ИСХОДНЫЙ ТЕКСТ:
•••
Шрифт:
Интервал:
Закладка:
Однажды поздно вечером, когда мои младшие братья ушли спать, после того, как Говард некоторое время гладил мою руку, он за руку повел меня в спальню моих родителей. Он снял брюки, стянул с меня платье через голову и снял с меня трусики. Потом он лег на кровать и, потянув меня на себя сверху, расположил меня так, что наши тазовые области соприкасались. Его руки обвились вокруг меня, я ощутила, как он прижимается ко мне, и почувствовала неладное. Смущенная и растерянная, я вырвалась и выбежала из комнаты.
После этого в моей памяти только темнота, полная и абсолютная темнота, ни одной светлой точки. Говард просто пропал, испарился, исчез. Моя память схватила его и уничтожила.
Я сообразила, что Бланшар задал мне вопрос, и мои мысли вернулись к настоящему.
— Я не хочу вдаваться в подробности, — сказал Бланшар все еще с широко раскрытыми глазами. — Я не собираюсь расспрашивать вас ни о каких конкретных деталях, но вы помните обстоятельства, связанные с этим инцидентом?
— Да, кое-что я помню, — ответила я. — Речь идет о приходящем бебиситтере. Некоторые вещи я помню, трудно сказать, насколько точно, но помню.
— Мне неловко вас об этом спрашивать, — к Бланшару постепенно возвращалось самообладание; он пытался придать своему очередному высказыванию оттенок сарказма, но было очевидно, что ему хотелось, чтобы вся эта тема просто исчезла. — Я предполагаю, что это произошло достаточно давно. Когда это случилось?
— Примерно тридцать пять лет назад, — ответила я.
Бланшар резко сменил тему:
— Вы сегодня говорили, что иногда давали показания в пользу обвинения; это верно?
— Я бы не использовала термин «давать показания». Я сказала, что выполняла определенную работу для прокуроров.
— Да, выполняли для них работу. Извините. — Напускная вежливость все-таки едва скрывала его презрение. — Если я скажу что-то неправильно, неточно, скажите мне, и я перефразирую вопрос. Вы говорили с кем-нибудь из полицейских, занимавшихся этим делом?
— Нет, не говорила.
— Вы говорили с кем-нибудь из родителей или детей, которых это дело касается?
— Нет.
— Вы говорили с кем-нибудь из прокуратуры?
— Нет, не говорила.
— Таким образом, имеющиеся у вас факты односторонние или, по крайней мере, информацию о них вы получали только от одной стороны?
— Нет, я не согласна с этим, потому что я читала полную стенограмму заседания суда в апреле тысяча девятьсот восемьдесят пятого года и…
— А как насчет стенограмм большого жюри, вы вообще видели их?
•••
РАЗДЕЛ ДАННЫХ:
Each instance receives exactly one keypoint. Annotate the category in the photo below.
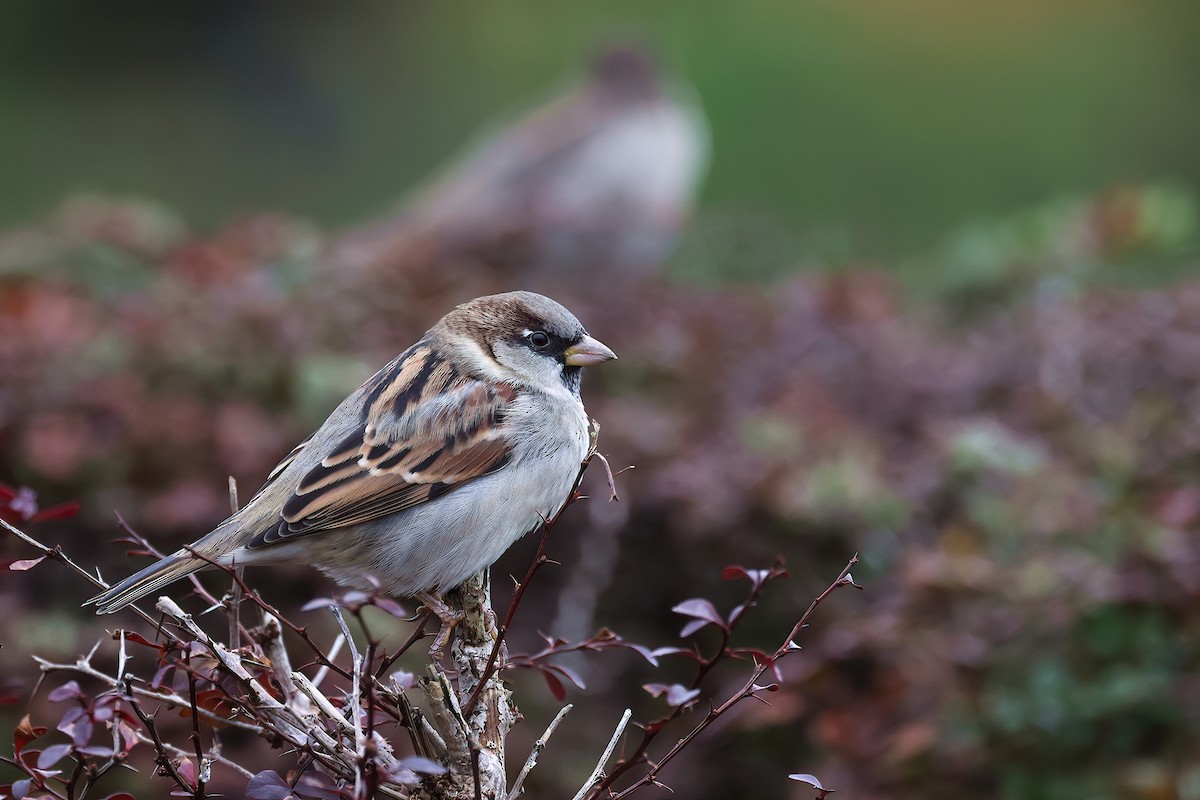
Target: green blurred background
(851, 127)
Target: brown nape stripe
(412, 392)
(394, 459)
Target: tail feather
(142, 583)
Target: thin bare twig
(604, 757)
(749, 689)
(538, 746)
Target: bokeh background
(915, 280)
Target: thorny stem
(196, 737)
(166, 765)
(538, 561)
(749, 689)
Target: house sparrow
(605, 173)
(427, 473)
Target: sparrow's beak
(588, 352)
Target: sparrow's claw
(449, 617)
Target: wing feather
(426, 429)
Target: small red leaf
(67, 691)
(52, 756)
(77, 725)
(700, 608)
(676, 693)
(24, 733)
(268, 786)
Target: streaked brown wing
(426, 431)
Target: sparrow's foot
(449, 617)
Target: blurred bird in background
(597, 181)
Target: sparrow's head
(528, 337)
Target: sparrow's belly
(438, 545)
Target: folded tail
(142, 583)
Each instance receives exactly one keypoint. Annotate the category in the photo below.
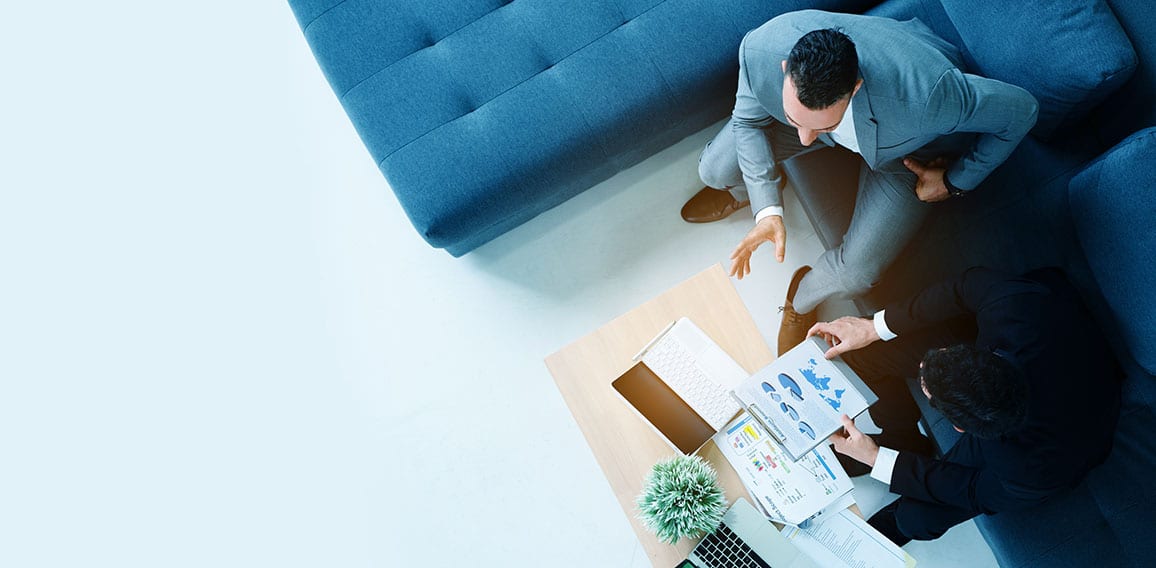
•••
ЗАДАНИЯ:
[1] Какую стенограмму, по словам рассказчицы из отрывка о допросе в суде, она читала?
[2] Продолжите отрывок о допросе в суде с того места, где он обрывается.

ОТВЕТЫ:
[1] Полную стенограмму заседания суда в апреле тысяча девятьсот восемьдесят пятого года.

[2]
— Нет.
— То есть вы не осведомлены обо всех фактах, связанных с этим конкретным делом. Очевидно, вы вряд ли сможете согласиться с этим утверждением, не так ли?
Тут я просто вынуждена была сказать:
— Когда вы задаете наводящий вопрос, подобный этому, я считаю, что должна ответить «да».
Взгляд Бланшара был просто убийственным. Он покопался в своих бумагах и сделал еще одну попытку.
— Вы утверждали, поправьте меня, если ошибаюсь, что можете вспомнить события, произошедшие, когда вам было шесть лет. Мой вопрос к вам будет таким: хотя, в общем случае, с течением времени воспоминания ослабевают, но существуют некоторые конкретные события, которые остаются с нами даже в наши взрослые годы. Это верно?
— Бывают события, которые остаются с нами, да.
— Некоторые из этих событий существенны, а другие несущественны, вы согласны с этим?
— Обычно с нами остаются самые значительные и часто вспоминаемые события.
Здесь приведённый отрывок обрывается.